- Source text
START
Allama Iqbal proposed that by the advent of prophet Muhammad mankind had achieved enough social and cognitive maturity to be the recipient of Eternal Truths, therefore, Allah in His wisdom completed His message in the Quran. The Almighty made sure that the Quran was detailed (S. 6/115), contained Eternal truths (S.5/48), had no deficiency (S.6/38), contained formulae to address all problems (S.10/57), and took responsibility for its protection (S.15/9). With the completion of the Quran, Allah proclaimed that His Law was completed (S.6/116) and will remain valid for all mankind (S.81/27) and for all times. Iqbal stressed that all current and future problems facing mankind can be resolved in the light of Quranic principles, hence, there is no need for future revelation or prophets.
END
- Data provided
START
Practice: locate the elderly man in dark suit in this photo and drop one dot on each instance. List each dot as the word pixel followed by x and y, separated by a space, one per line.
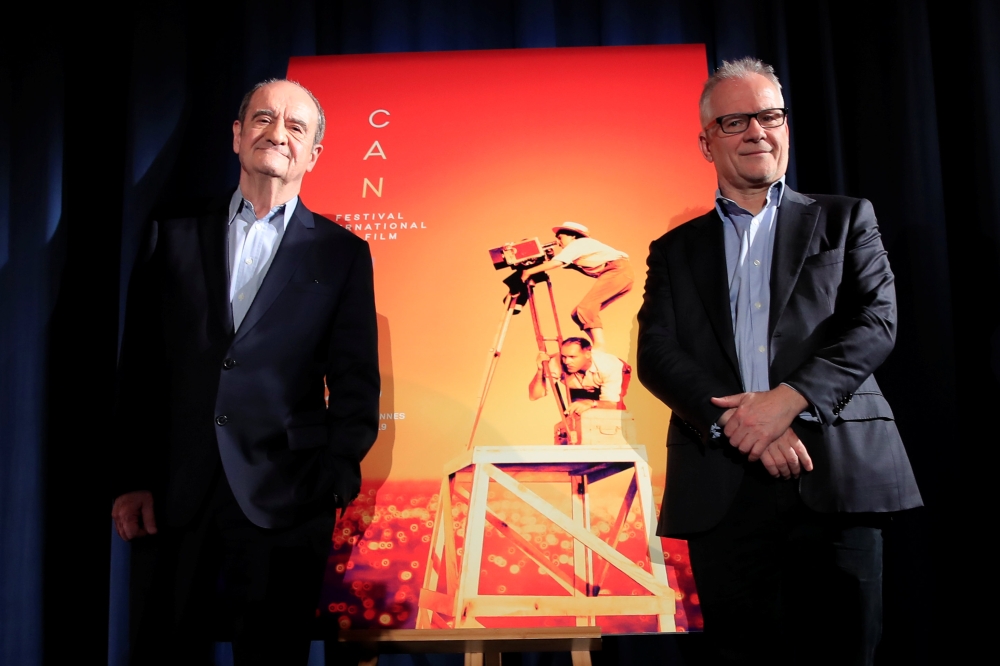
END
- Requests
• a. Answer each question from the passage on Iqbal.
(i) What had mankind achieved by the advent of prophet Muhammad?
(ii) Which reference does the text cite for the Quran having no deficiency?
(iii) What did Iqbal say there is no need for?
• b. From the passage on Iqbal, list every point the Almighty is said to have made sure of regarding the Quran, each with its cited reference.

- Task results
• a.
(i) Enough social and cognitive maturity to be the recipient of Eternal Truths.
(ii) S.6/38.
(iii) Future revelation or prophets.

• b.
- The Quran was detailed (S. 6/115).
- It contained Eternal truths (S.5/48).
- It had no deficiency (S.6/38).
- It contained formulae to address all problems (S.10/57).
- The Almighty took responsibility for its protection (S.15/9).